§ **Document extract**
+ + + + + + +
For DotPlots specifically, think default behavior should be for the mean expression to be calculated without 0s (to make it independent from percentage of cells it's detected in from each type). I could also imagine this being a toggle though.
FYI more WebGL heatmap development by vitessce https://github.com/hubmapconsortium/vitessce/issues/656. I'm playing WebGL heatmap matchmaker
Dot plot legend:
You can also check scanpy dotplot legend here:
https://scanpy-tutorials.readthedocs.io/en/latest/plotting/core.html#dotplot
and
https://scanpy.readthedocs.io/en/stable/_images/scanpy.pl.dotplot.png (two different styles are shown here)
and
Few things related to "what color represents" discussion we had:
1) mean_only_expressed
argument (https://scanpy.readthedocs.io/en/stable/api/scanpy.pl.dotplot.html) determines how the mean is calculated (with or without zeros).
2) See values_to_plot
argument here: https://scanpy-tutorials.readthedocs.io/en/latest/plotting/core.html#Visualize-marker-genes-using-dotplot which can take values like logfoldchanges etc. (sorry this argument is not well-documented right now due to a bug in the documentation tool I guess), it was supposed to be here https://scanpy.readthedocs.io/en/latest/api/scanpy.pl.rank_genes_groups_dotplot.html)
Clever example of an interactive heatmap with use of multiple rows of metadata to define columns and zooming and search functionality: https://lungmap.net/breath-omics-experiment-page/?experimentTypeId=LMXT0000000016&experimentId=LMEX0000004388&analysisId=LMAN0000000344&view=signatureList
The overall idea is to allow toggling between the 'cells' view (umap/tsne) with a 'genes' view (heatmap probably) so that cellxgene users can get a sense of the overall shape of the dataset from a genes perspective, see how they cluster, and drill down and select them.
A couple very rough mocks just to get the idea across:
Filing this issue so we can begin to reference it from other issues. Thanks to @ambrosejcarr for spurring this idea forward in conversations & mocks.
+ + + + + + +
§ **What you need to do**
In the thread above, why should a dot plot by default calculate mean expression without zeros?
+ + + + + + +
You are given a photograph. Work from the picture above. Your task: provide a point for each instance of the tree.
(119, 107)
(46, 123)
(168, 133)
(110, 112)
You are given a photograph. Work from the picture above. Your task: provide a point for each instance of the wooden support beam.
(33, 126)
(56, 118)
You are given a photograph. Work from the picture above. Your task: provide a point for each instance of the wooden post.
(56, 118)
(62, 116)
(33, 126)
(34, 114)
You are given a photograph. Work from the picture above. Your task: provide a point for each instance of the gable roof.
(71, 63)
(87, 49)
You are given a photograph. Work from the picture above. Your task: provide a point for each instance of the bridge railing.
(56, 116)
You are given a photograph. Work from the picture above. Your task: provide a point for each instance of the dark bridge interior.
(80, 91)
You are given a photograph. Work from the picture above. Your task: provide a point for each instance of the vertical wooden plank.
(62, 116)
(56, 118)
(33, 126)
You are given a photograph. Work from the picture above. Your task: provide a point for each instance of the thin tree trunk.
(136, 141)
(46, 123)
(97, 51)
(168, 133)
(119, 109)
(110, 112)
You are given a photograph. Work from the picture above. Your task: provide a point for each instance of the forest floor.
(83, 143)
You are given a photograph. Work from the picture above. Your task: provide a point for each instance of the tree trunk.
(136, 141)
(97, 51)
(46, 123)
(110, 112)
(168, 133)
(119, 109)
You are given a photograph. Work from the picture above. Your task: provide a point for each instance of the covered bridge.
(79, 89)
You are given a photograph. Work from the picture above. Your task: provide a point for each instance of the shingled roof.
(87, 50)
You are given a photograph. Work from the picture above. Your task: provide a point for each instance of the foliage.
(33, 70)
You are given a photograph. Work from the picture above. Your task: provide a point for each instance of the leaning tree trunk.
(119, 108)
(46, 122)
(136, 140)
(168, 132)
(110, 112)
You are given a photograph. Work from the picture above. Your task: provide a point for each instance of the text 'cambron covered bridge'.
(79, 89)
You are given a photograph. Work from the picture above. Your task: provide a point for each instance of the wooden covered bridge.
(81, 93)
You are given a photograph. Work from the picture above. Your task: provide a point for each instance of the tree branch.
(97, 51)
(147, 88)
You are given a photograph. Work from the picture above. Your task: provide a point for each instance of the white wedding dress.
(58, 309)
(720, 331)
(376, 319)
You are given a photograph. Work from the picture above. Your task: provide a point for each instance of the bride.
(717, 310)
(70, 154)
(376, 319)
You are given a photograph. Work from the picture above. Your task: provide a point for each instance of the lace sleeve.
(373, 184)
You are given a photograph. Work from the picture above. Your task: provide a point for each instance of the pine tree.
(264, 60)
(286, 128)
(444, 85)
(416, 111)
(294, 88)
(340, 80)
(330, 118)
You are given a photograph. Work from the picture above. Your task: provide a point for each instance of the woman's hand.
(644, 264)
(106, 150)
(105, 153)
+ + + + + + +
§ **Your response**
Leaving out zeros makes the mean expression independent of the percentage of cells of each type in which the gene is detected. The thread also suggests this could be a toggle.